Your assignment
Report back every line below that carries the word "query".

Given records
↓
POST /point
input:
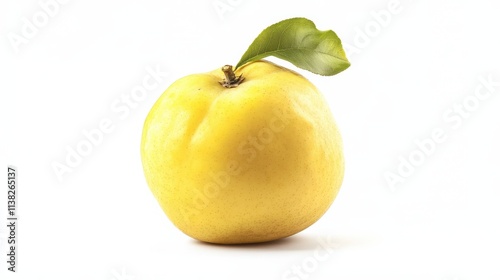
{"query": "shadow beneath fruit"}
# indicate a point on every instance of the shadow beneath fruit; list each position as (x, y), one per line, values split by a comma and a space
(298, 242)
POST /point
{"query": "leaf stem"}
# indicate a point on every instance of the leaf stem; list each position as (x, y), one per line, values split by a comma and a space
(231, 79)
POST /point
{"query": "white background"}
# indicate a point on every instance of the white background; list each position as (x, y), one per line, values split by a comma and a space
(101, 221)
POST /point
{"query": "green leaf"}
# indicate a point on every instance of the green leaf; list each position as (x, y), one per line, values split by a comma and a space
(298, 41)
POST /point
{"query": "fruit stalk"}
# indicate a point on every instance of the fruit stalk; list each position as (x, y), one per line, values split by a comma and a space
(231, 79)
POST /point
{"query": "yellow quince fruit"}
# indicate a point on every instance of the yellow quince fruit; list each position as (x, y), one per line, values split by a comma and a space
↑
↓
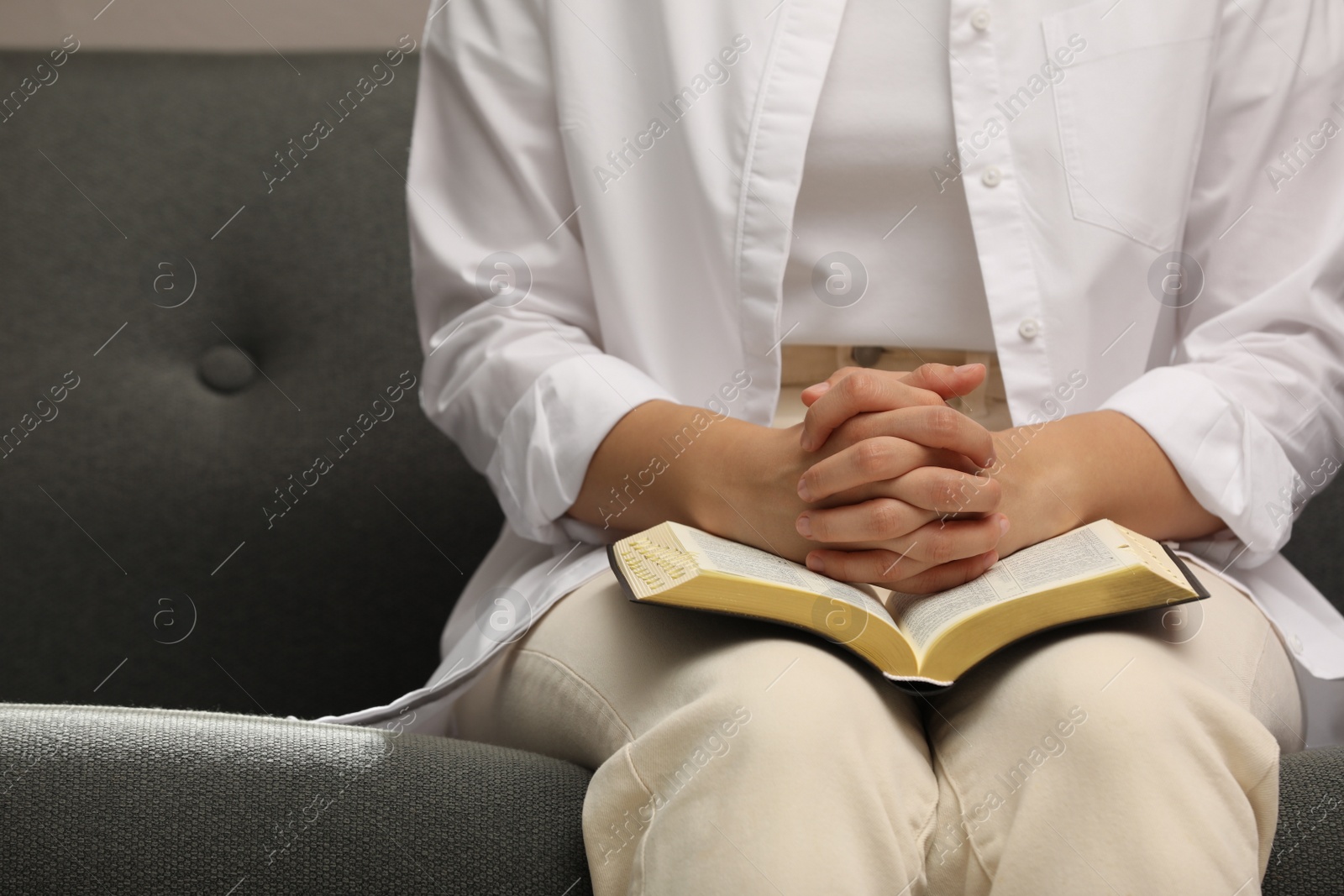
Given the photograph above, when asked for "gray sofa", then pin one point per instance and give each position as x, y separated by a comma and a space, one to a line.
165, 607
↑
↓
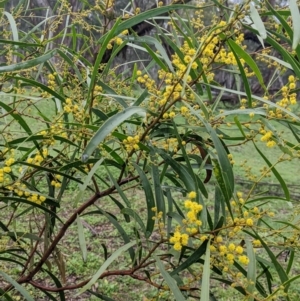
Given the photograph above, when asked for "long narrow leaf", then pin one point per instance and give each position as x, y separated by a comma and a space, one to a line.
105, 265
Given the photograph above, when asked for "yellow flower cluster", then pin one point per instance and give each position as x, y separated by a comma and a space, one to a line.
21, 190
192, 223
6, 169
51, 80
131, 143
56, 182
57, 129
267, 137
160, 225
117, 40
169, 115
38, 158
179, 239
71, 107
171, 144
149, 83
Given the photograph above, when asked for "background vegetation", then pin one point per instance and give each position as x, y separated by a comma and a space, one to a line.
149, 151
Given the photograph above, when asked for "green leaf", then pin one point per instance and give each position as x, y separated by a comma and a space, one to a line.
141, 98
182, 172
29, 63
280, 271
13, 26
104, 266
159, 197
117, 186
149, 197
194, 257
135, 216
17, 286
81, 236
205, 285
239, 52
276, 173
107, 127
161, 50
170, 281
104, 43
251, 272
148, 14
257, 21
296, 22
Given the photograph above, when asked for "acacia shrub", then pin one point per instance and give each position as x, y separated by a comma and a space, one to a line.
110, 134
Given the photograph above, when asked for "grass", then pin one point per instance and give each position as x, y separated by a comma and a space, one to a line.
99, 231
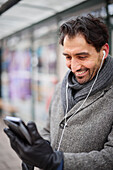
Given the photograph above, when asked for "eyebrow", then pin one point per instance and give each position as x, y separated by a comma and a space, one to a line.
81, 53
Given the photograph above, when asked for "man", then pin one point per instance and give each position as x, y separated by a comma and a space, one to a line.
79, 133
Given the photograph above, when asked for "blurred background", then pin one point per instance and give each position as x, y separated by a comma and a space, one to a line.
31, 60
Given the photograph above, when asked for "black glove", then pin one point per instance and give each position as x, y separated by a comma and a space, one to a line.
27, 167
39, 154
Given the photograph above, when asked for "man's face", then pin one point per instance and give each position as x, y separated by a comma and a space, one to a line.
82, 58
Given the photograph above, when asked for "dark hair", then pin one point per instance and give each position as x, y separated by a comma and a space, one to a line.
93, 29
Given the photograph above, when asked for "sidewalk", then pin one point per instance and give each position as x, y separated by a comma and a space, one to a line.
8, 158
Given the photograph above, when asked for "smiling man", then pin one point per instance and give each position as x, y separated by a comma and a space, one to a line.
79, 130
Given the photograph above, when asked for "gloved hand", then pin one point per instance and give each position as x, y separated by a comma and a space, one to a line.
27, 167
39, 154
↑
Task response
{"query": "shadow beneath fruit"}
{"query": "leaf stem"}
{"query": "white background"}
{"query": "green leaf"}
{"query": "fruit stalk"}
{"query": "yellow quince fruit"}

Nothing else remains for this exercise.